Written request = Recast the material below as a JSON list of strings, one string for each line, leaving out any blank lines.

** Begin Supplied records **

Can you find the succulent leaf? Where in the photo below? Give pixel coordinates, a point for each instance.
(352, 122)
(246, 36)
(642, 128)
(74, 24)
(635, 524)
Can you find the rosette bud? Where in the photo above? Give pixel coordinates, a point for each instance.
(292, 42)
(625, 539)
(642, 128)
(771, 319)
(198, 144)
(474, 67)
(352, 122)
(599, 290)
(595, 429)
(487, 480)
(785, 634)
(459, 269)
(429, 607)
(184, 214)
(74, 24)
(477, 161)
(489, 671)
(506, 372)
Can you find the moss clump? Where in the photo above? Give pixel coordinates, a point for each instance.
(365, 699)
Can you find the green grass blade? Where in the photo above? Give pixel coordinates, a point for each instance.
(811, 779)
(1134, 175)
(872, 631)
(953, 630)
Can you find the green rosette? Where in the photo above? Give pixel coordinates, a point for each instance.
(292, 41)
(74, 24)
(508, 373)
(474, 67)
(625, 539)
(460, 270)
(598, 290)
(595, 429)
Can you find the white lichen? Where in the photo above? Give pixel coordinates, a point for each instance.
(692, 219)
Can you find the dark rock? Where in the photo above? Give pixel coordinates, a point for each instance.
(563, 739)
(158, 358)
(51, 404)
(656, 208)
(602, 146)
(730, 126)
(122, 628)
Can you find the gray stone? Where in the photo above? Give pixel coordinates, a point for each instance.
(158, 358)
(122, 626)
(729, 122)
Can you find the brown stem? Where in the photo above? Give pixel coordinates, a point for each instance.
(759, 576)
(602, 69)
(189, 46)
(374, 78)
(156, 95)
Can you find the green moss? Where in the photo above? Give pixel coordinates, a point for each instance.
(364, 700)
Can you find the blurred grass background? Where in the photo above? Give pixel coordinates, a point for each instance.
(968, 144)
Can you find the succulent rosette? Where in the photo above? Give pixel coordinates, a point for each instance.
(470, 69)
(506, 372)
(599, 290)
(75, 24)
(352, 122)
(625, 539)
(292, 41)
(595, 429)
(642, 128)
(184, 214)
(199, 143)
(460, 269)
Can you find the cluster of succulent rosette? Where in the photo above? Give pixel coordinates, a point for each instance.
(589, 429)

** End Supplied records **

The reply =
[
  "Can you find the succulent leaf? Where in the photo below? Give pixel coordinates, a point for each instance.",
  "(352, 122)",
  "(246, 36)",
  "(642, 128)",
  "(74, 24)",
  "(635, 524)",
  "Can you find the rosette bud? Where in the photo above? Give pixel coordinates, a point for each instance.",
  "(292, 42)",
  "(625, 539)",
  "(642, 128)",
  "(771, 319)",
  "(198, 144)",
  "(474, 67)",
  "(352, 122)",
  "(599, 290)",
  "(595, 429)",
  "(487, 480)",
  "(785, 634)",
  "(459, 269)",
  "(429, 607)",
  "(184, 214)",
  "(74, 24)",
  "(477, 161)",
  "(489, 671)",
  "(506, 372)",
  "Can you find the moss clump? Where in the photo above? Give pixel coordinates, a point for each instance.",
  "(365, 699)",
  "Can you find the green grass blade? Where in the photo above? Give pixel coordinates, a point for each instance.",
  "(811, 779)",
  "(1134, 175)",
  "(872, 631)",
  "(953, 630)",
  "Can you find the green rosette? Where in the photo above? Give pixel coordinates, a point for each instance.",
  "(292, 41)",
  "(74, 24)",
  "(508, 373)",
  "(474, 67)",
  "(625, 539)",
  "(460, 270)",
  "(598, 290)",
  "(595, 429)",
  "Can you find the white lichen? Where in the photo above? Give pixel coordinates, a point for each instance.",
  "(692, 219)",
  "Can you find the dark rock? Where in the photo above? Give pixel coordinates, a point for each instance.",
  "(563, 739)",
  "(158, 358)",
  "(51, 404)",
  "(656, 208)",
  "(602, 146)",
  "(730, 126)",
  "(122, 628)",
  "Can you find the gray stone? Where in the photo above? Give pixel coordinates, a point for each instance.",
  "(158, 358)",
  "(122, 626)",
  "(729, 122)",
  "Can you find the brown stem? Where in the photo above? Give pixel coordinates, a point for each instance.",
  "(759, 576)",
  "(602, 69)",
  "(189, 46)",
  "(374, 78)",
  "(156, 95)",
  "Can you find the green moss? Where in the photo above? Give pixel coordinates, a point for each instance.",
  "(364, 700)",
  "Can you find the blurred grass background? Where in the photo above? Give pixel coordinates, a point for each instance.",
  "(968, 144)",
  "Can you find the succulent rosette? Where in the photo above? Give pixel coordinates, a point for each instance.",
  "(470, 69)",
  "(506, 372)",
  "(599, 290)",
  "(75, 24)",
  "(352, 122)",
  "(625, 539)",
  "(292, 41)",
  "(595, 429)",
  "(642, 128)",
  "(184, 214)",
  "(199, 143)",
  "(460, 269)",
  "Can you find the cluster of succulent rosette? Where in the photo above? Give pixel coordinates, a point for each instance.",
  "(589, 429)"
]